» **TEXT SHOWN**:
There is, however, a good solution that works in (almost: see comments) every situation: an ad-hoc message pump (SynchronizationContext).
The calling thread will be blocked as expected, while still ensuring that all continuations called from the async function don't deadlock as they'll be marshaled to the ad-hoc SynchronizationContext (message pump) running on the calling thread.
The code of the ad-hoc message pump helper:
using System;
using System.Collections.Concurrent;
using System.Collections.Generic;
using System.Threading;
using System.Threading.Tasks;
namespace Microsoft.Threading
{
/// <summary>Provides a pump that supports running asynchronous methods on the current thread.</summary>
public static class AsyncPump
{
/// <summary>Runs the specified asynchronous method.</summary>
/// <param name="asyncMethod">The asynchronous method to execute.</param>
public static void Run(Action asyncMethod)
{
if (asyncMethod == null) throw new ArgumentNullException("asyncMethod");
var prevCtx = SynchronizationContext.Current;
try
{
// Establish the new context
var syncCtx = new SingleThreadSynchronizationContext(true);
SynchronizationContext.SetSynchronizationContext(syncCtx);
// Invoke the function
syncCtx.OperationStarted();
asyncMethod();
syncCtx.OperationCompleted();
// Pump continuations and propagate any exceptions
syncCtx.RunOnCurrentThread();
}
finally { SynchronizationContext.SetSynchronizationContext(prevCtx); }
}
/// <summary>Runs the specified asynchronous method.</summary>
/// <param name="asyncMethod">The asynchronous method to execute.</param>
public static void Run(Func<Task> asyncMethod)

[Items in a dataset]
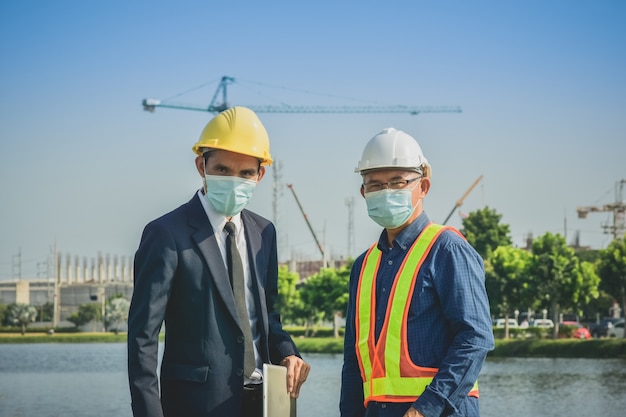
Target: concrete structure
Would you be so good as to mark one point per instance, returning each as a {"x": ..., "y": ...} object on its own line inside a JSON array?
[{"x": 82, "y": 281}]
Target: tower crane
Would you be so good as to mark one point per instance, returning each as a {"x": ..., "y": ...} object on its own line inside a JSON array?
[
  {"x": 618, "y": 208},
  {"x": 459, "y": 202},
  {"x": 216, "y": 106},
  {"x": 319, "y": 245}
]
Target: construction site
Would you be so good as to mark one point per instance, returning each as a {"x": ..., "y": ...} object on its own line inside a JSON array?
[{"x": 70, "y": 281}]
--
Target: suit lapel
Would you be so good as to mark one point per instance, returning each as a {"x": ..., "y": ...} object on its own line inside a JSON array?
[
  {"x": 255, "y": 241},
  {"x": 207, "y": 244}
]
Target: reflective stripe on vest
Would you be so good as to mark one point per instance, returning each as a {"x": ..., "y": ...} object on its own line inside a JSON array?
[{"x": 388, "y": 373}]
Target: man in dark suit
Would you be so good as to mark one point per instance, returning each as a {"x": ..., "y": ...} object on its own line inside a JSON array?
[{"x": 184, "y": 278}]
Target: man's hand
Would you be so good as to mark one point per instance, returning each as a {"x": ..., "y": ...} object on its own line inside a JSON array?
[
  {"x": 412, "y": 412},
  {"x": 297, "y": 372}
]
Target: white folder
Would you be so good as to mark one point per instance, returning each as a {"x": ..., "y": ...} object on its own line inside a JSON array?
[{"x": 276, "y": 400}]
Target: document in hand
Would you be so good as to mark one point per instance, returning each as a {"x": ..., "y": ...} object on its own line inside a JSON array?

» **INSTRUCTIONS TO FOLLOW**: Quote the passage on the ad-hoc message pump word for word, everything from "The calling thread will" down to "the calling thread.". The records play no part in any of this.

» **TASK RESULT**:
The calling thread will be blocked as expected, while still ensuring that all continuations called from the async function don't deadlock as they'll be marshaled to the ad-hoc SynchronizationContext (message pump) running on the calling thread.